Instruction 1 -
Using the article on Adani Green Energy's quarterly results below, explain what drove the company's 14% rise in overall revenue. Answer in one to three sentences.
## start Excerpted passage
Adani Green Energy announced a robust 34% year-on-year increase in its fourth-quarter consolidated profit, reaching ₹514 crore for the period ending March 31, 2026. This performance was driven by a 14% rise in overall revenue to ₹37.37 billion rupees, fueled by strong energy sales and a 35% increase in operational capacity over the fiscal year. The company's core power supply segment saw revenue climb 16% to ₹30.94 billion, while earnings before interest, tax, depreciation, and amortization (EBITDA) surged 20% to ₹29.44 billion, maintaining a high margin of 91%. Despite these positive operational metrics, the stock experienced intraday volatility, trading down nearly 5% before the earnings release, then jumping 2.7% to a day's high of ₹1,247, and settling around ₹1,150-₹1,250 on April 24, 2026, even hitting a 52-week high of ₹1,252.75. Financing costs also rose by nearly 19% year-on-year, indicating increased leverage.

High Valuation Contrasts with Peers

Adani Green Energy's market valuation stands out compared to its peers. With a reported P/E ratio hovering around 130-140 in April 2026, the company trades at a significant premium. For instance, NTPC Ltd. holds a P/E ratio of approximately 26.62, and JSW Energy is considered fairly valued with analyst price targets suggesting limited upside. Adani Green's market capitalization, estimated at over ₹2 trillion rupees, dwarfs these competitors, reflecting high expectations for future growth. While the company has shown strong recent stock performance, with a 63.5% rally from its 52-week low of ₹767 over the past year, this valuation puts pressure on the company to consistently meet high growth targets.

India's Renewable Push and Sector Challenges

The company benefits from India's aggressive push towards renewable energy, aiming for 500 gigawatts of non-fossil fuel capacity by 2030. Renewables now constitute over 50% of India's installed electricity capacity, with solar and wind power leading the expansion. Budget 2026 discussions indicate a policy shift from mere capacity addition to a focus on grid stability, energy storage, domestic manufacturing, and clear financial incentives. However, this rapid growth strains existing transmission networks, highlighting the need for advanced storage and grid upgrades. Foreign investor sentiment has also shown caution, with significant outflows observed in 2026, linked to energy disruption concerns and general market volatility.
## end Excerpted passage
## start Provided entries
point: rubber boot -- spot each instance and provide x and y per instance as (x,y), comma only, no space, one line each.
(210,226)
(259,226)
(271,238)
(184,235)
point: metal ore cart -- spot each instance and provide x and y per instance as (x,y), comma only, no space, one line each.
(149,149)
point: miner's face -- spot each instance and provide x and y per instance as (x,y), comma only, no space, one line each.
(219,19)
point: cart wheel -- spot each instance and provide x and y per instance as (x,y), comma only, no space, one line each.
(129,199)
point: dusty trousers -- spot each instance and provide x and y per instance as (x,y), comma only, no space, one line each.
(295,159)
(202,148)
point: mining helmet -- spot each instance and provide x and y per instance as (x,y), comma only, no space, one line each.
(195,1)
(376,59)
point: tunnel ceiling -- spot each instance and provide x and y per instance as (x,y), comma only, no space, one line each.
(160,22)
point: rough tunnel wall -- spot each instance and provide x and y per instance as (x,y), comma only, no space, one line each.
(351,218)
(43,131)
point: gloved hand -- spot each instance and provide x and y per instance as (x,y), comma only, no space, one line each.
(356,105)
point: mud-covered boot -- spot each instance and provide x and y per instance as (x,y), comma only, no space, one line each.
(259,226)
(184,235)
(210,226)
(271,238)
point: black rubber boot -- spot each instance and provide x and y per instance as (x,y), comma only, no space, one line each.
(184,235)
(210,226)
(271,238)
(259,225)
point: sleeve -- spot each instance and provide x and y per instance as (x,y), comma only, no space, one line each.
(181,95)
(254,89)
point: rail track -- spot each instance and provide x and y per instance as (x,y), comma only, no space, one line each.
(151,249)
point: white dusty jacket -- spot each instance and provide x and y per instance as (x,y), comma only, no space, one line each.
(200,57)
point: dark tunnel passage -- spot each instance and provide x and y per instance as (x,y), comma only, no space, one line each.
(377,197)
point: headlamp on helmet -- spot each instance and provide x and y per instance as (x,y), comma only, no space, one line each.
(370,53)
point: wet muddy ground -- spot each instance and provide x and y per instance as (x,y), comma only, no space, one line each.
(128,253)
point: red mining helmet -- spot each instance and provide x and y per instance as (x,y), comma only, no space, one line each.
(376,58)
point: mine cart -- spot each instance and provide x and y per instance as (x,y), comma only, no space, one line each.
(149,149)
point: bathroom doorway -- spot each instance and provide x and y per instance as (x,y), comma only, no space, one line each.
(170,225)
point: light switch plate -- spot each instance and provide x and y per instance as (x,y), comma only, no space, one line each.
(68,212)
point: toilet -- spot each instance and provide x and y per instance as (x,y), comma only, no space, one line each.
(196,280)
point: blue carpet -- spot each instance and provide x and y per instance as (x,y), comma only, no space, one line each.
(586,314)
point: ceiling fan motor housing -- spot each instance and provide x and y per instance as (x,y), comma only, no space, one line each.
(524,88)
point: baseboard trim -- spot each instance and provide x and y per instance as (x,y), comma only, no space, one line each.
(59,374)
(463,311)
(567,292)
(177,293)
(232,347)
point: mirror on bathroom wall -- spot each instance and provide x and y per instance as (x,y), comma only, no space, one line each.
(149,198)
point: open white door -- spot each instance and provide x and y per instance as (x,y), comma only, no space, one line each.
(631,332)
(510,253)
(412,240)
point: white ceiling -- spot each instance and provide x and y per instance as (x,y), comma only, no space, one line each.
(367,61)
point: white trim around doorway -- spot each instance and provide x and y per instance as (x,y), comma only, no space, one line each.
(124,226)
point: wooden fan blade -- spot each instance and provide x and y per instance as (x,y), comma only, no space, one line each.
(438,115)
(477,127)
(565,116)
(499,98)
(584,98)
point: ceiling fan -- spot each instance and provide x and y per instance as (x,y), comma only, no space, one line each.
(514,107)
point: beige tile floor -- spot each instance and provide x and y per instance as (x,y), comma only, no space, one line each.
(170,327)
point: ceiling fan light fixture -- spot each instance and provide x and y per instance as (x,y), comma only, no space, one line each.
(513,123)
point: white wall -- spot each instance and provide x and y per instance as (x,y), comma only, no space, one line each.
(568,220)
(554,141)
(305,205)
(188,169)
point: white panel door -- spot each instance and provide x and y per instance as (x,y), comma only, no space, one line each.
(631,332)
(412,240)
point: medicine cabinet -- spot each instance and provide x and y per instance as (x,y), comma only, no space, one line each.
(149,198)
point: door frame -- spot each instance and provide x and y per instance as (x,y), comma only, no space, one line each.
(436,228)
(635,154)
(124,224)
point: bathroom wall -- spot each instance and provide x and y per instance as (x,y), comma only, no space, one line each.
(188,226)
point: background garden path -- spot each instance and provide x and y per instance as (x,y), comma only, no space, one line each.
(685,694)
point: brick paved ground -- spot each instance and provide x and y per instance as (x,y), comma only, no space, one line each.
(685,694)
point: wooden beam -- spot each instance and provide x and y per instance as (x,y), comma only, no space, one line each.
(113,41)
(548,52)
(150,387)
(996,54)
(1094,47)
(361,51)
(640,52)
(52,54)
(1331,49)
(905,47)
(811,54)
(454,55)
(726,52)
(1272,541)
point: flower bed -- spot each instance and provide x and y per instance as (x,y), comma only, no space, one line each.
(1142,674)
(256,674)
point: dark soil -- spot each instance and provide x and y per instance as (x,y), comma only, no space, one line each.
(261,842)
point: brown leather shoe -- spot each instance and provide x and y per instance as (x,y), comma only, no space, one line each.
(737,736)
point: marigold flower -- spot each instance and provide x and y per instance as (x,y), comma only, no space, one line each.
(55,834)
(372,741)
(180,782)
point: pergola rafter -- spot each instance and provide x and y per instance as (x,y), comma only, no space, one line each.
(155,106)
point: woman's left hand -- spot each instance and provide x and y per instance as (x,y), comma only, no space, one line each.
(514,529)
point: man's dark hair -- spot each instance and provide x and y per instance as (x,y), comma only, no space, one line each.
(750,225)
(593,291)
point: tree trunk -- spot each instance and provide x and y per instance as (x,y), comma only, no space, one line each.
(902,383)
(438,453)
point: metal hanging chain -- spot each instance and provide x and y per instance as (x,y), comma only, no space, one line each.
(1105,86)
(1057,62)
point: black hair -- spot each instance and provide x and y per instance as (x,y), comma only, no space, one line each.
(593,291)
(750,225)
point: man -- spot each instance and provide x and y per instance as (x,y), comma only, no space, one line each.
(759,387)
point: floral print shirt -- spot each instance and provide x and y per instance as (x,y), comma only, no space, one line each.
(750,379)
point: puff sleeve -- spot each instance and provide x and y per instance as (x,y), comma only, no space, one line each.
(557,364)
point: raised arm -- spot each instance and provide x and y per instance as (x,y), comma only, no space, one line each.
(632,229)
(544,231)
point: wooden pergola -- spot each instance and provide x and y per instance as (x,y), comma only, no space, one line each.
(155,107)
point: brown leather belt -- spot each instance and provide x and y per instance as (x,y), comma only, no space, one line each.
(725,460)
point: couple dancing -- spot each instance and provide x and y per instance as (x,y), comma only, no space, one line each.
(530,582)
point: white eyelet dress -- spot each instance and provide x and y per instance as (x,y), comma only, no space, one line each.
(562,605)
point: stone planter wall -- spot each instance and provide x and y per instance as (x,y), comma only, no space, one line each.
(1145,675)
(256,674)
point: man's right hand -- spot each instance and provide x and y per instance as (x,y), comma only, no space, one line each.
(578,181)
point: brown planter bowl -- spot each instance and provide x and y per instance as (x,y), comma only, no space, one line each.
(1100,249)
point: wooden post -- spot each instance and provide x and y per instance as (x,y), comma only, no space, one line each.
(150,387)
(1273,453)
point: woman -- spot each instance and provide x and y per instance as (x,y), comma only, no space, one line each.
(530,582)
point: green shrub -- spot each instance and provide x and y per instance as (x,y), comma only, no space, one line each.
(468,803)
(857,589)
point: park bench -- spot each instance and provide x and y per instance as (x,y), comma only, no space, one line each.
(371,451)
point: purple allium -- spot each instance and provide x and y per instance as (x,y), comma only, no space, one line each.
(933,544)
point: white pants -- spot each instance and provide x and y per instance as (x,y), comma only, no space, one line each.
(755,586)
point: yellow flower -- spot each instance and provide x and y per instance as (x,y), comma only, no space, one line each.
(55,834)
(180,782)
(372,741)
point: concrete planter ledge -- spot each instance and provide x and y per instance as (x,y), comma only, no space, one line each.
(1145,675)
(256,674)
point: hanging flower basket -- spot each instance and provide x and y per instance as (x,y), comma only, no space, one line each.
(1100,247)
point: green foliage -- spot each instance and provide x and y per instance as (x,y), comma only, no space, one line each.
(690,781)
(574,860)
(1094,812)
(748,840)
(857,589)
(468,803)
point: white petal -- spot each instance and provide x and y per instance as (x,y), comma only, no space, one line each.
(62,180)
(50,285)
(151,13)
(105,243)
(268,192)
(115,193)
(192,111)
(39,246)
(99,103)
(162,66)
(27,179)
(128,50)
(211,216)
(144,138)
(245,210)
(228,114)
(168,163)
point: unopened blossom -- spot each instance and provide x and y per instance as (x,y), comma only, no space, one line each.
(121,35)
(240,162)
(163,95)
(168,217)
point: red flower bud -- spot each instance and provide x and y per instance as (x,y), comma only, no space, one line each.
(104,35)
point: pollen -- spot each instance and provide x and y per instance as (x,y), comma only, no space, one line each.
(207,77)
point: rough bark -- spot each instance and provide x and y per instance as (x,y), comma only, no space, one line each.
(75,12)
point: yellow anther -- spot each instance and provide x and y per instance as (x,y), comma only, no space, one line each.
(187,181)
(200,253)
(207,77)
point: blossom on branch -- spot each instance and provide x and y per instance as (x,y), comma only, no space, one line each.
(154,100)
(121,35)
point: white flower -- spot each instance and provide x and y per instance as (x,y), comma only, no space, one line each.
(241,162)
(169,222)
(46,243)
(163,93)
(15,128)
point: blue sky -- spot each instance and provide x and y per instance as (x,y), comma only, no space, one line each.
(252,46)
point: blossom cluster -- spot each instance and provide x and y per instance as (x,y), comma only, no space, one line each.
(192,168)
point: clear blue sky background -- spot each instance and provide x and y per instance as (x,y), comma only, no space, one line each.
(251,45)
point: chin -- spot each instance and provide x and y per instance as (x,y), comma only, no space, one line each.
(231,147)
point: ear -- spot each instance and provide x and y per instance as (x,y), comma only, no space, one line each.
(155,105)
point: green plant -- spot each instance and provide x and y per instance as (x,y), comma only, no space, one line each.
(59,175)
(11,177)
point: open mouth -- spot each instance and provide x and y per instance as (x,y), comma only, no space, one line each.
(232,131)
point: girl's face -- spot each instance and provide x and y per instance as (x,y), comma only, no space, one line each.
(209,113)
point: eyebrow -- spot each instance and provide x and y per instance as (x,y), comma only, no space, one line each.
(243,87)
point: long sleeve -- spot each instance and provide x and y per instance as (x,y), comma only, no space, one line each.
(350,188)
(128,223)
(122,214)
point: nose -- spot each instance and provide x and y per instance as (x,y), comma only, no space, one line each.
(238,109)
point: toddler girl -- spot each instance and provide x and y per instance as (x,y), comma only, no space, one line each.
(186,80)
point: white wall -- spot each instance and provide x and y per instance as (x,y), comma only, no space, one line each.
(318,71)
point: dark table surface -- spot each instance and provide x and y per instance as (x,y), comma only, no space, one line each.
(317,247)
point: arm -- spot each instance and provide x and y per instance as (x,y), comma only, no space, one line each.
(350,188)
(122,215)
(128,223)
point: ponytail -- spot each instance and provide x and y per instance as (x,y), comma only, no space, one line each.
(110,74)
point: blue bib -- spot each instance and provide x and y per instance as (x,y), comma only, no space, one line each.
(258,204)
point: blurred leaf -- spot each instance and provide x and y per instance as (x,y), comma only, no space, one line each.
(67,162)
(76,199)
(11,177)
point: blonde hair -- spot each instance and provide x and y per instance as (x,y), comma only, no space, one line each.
## end Provided entries
Instruction 2 -
Extract every line of the records above that contains the word "leather". Case counts.

Answer 1 -
The article attributes the 14% revenue rise to strong energy sales and a 35% increase in operational capacity over the fiscal year.

Answer 2 -
point: brown leather shoe -- spot each instance and provide x and y per instance as (x,y), comma only, no space, one line each.
point: brown leather belt -- spot each instance and provide x and y per instance as (x,y), comma only, no space, one line each.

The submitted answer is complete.